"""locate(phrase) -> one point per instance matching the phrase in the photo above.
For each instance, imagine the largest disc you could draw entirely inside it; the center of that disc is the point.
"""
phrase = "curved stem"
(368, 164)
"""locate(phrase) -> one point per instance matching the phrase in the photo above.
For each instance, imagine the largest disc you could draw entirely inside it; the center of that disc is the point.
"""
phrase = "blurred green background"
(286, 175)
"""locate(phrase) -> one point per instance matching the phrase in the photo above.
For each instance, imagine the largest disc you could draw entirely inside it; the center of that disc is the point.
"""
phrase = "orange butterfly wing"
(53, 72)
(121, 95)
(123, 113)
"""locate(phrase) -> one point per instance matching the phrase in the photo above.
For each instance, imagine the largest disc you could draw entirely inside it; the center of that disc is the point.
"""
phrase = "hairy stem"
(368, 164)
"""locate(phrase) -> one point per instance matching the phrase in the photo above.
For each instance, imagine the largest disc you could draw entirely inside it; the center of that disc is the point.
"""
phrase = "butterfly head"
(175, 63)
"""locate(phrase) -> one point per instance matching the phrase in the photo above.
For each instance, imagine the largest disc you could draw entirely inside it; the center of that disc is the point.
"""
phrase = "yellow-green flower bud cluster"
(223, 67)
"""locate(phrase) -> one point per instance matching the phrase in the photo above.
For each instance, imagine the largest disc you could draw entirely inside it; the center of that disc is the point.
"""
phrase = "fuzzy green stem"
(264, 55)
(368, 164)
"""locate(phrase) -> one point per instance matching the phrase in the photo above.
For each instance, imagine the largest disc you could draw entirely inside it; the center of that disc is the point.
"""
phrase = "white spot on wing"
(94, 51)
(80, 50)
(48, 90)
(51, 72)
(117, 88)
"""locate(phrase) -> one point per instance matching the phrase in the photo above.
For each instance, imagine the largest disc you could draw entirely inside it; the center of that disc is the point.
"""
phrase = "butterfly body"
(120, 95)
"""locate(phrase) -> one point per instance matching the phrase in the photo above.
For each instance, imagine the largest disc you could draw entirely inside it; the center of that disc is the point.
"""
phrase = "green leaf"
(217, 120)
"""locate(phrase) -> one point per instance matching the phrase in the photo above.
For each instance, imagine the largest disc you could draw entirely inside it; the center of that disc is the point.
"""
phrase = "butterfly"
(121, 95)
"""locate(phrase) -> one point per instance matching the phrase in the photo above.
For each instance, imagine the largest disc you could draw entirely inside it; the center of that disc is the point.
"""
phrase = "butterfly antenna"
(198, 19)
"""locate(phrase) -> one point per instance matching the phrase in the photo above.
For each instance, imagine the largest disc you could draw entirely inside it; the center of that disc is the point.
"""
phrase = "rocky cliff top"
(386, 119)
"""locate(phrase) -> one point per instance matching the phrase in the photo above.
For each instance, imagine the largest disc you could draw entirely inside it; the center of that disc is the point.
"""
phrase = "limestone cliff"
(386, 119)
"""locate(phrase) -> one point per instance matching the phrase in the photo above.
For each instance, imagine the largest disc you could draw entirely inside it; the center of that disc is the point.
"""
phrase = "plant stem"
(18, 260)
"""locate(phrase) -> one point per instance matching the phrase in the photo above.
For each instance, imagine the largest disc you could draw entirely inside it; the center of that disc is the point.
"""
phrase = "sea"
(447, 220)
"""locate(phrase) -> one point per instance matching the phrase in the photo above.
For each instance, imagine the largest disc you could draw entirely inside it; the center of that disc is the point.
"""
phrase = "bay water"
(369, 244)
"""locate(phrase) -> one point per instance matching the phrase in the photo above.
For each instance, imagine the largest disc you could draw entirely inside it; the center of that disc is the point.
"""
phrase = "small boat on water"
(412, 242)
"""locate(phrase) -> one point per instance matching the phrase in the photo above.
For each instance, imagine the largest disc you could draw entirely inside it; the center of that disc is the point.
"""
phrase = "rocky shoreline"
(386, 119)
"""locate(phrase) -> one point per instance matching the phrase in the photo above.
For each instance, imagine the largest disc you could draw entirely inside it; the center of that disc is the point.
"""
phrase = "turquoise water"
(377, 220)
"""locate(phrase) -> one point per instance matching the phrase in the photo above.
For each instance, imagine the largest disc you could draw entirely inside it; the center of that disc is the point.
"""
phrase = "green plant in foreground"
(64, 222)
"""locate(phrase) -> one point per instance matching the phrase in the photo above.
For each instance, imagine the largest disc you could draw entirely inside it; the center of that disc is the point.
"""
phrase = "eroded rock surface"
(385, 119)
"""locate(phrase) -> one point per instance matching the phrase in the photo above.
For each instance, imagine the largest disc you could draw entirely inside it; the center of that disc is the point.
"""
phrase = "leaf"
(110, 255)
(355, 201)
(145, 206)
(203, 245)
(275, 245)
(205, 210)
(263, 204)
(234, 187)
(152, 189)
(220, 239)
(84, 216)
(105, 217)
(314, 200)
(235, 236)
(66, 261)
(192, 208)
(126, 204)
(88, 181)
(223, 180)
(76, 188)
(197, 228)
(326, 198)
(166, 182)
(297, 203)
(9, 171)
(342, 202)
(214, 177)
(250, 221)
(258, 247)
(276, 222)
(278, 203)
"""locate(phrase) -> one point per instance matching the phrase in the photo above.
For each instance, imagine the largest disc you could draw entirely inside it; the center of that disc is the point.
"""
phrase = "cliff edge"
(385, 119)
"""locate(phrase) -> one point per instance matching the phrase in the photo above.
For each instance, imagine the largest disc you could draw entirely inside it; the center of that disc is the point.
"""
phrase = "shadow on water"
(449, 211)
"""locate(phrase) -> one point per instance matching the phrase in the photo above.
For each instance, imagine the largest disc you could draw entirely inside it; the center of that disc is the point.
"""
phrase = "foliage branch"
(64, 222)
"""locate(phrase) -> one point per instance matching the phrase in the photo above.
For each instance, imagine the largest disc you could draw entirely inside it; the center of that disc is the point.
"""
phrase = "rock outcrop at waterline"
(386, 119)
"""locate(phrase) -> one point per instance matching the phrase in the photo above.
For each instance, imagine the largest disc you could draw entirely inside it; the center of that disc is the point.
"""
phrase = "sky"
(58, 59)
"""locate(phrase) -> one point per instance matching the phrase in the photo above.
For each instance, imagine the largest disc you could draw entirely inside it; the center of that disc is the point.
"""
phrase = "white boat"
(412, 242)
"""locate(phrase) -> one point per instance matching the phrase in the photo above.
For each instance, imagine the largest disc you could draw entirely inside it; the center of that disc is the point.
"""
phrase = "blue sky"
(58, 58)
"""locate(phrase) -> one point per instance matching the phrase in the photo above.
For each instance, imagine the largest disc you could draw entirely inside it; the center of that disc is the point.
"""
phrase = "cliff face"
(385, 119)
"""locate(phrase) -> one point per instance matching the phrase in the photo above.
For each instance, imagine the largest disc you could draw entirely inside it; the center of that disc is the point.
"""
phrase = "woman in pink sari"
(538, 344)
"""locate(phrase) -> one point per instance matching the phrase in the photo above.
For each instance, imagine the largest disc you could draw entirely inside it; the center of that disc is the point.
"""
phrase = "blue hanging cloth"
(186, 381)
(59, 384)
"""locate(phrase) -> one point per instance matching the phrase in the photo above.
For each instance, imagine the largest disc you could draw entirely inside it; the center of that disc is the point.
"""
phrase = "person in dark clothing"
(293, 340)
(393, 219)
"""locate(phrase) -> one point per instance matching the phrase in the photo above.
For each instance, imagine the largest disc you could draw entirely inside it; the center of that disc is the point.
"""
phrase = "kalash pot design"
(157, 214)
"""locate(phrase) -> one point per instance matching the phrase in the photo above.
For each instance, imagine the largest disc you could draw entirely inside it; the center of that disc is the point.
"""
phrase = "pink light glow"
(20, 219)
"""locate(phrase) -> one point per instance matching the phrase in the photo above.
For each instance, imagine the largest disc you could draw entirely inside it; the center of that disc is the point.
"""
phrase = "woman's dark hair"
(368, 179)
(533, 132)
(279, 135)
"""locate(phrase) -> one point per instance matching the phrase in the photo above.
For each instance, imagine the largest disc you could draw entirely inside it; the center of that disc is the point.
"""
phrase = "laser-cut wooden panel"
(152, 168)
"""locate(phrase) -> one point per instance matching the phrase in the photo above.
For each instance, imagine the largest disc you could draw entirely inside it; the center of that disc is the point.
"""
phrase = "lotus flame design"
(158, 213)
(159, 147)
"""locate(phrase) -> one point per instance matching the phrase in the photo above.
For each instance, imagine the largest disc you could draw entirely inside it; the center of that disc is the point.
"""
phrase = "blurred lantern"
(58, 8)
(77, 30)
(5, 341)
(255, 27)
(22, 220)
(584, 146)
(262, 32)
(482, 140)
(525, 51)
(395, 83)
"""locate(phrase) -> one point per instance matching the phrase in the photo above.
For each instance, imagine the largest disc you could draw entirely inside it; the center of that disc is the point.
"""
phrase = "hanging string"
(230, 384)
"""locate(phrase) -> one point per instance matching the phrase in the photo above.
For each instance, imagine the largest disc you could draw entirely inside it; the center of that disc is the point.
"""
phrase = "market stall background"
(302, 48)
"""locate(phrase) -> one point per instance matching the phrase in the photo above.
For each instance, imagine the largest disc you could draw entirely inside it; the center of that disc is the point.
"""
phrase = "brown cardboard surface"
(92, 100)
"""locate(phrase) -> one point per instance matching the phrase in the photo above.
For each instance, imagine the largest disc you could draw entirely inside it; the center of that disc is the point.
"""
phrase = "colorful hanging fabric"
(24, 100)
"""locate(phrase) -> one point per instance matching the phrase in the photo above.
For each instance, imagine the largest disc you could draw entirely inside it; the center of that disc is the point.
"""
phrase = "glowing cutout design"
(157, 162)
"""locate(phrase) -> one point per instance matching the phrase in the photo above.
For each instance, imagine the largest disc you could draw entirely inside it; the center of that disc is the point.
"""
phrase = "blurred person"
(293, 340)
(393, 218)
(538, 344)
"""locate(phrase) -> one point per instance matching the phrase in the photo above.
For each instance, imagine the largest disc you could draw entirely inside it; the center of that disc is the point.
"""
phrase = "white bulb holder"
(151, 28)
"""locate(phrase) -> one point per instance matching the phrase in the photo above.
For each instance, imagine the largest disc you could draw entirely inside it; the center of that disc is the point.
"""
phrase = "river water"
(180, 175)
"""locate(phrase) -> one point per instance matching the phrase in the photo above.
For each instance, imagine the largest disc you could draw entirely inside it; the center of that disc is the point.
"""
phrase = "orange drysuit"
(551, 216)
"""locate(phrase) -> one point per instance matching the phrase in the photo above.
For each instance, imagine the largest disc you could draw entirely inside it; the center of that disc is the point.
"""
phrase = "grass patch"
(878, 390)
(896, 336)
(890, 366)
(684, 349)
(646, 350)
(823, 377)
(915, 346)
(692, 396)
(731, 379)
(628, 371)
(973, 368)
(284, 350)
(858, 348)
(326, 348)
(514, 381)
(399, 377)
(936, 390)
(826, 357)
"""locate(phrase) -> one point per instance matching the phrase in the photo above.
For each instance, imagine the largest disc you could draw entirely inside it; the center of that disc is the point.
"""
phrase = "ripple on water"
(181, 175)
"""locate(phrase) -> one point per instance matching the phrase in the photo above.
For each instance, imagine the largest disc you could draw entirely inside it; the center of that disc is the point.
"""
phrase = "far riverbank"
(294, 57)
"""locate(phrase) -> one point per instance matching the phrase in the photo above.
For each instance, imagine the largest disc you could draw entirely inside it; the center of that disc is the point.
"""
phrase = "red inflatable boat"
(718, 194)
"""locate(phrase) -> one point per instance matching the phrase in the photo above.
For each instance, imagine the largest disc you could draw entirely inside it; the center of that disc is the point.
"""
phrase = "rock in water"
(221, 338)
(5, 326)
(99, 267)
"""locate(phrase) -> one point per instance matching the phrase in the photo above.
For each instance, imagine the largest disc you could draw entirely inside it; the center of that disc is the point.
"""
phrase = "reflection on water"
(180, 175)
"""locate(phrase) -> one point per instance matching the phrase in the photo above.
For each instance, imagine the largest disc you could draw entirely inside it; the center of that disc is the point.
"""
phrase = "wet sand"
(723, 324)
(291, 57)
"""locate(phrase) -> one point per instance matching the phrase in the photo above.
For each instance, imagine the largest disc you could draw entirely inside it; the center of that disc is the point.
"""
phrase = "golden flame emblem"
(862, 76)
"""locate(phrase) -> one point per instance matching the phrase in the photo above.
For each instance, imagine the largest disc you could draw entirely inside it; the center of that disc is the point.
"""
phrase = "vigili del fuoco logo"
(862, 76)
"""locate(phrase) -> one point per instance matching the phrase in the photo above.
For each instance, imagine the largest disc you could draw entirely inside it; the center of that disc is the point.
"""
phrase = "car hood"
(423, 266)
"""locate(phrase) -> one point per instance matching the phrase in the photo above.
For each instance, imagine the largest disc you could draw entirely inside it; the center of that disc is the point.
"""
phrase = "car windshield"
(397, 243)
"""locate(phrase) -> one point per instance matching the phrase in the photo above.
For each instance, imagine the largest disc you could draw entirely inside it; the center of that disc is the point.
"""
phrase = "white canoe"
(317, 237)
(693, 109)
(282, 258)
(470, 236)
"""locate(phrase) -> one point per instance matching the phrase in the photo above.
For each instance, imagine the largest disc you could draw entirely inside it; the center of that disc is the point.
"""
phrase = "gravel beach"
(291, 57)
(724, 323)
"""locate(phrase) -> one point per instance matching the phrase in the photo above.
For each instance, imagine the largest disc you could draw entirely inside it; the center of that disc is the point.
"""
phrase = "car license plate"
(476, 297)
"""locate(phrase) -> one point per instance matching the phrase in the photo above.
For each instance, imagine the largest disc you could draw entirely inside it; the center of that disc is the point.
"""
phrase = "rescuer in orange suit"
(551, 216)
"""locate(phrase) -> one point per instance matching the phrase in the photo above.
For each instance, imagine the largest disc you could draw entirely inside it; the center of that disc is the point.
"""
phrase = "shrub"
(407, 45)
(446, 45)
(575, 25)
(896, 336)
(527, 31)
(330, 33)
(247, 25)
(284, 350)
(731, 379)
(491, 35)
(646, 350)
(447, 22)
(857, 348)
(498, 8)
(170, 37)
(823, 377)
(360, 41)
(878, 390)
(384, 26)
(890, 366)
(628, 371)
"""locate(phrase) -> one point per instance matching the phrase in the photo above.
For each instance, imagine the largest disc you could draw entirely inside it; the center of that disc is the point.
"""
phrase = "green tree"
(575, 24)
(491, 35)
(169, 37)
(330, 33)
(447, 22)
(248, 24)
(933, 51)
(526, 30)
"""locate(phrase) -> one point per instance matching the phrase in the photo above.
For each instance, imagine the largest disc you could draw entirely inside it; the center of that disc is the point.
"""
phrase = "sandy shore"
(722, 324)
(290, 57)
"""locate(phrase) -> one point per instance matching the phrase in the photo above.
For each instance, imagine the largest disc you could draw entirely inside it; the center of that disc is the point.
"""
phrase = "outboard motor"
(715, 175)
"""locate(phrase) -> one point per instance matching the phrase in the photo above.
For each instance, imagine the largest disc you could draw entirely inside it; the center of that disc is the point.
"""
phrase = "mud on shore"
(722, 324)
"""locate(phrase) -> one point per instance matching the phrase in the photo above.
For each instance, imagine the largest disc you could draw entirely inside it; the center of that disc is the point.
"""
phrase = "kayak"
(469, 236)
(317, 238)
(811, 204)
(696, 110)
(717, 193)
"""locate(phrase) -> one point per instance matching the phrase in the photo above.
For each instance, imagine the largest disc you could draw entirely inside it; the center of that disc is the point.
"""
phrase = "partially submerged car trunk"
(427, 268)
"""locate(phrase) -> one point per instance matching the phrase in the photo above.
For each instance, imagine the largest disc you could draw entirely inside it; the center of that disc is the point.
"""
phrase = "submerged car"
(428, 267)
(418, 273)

##############################

## [EXERCISE AIM]
Report every line of the records above that contains the string "woman", copying each line in full.

## [OUTPUT OF THE EXERCISE]
phrase = "woman in pink sari"
phrase = "woman's dark hair"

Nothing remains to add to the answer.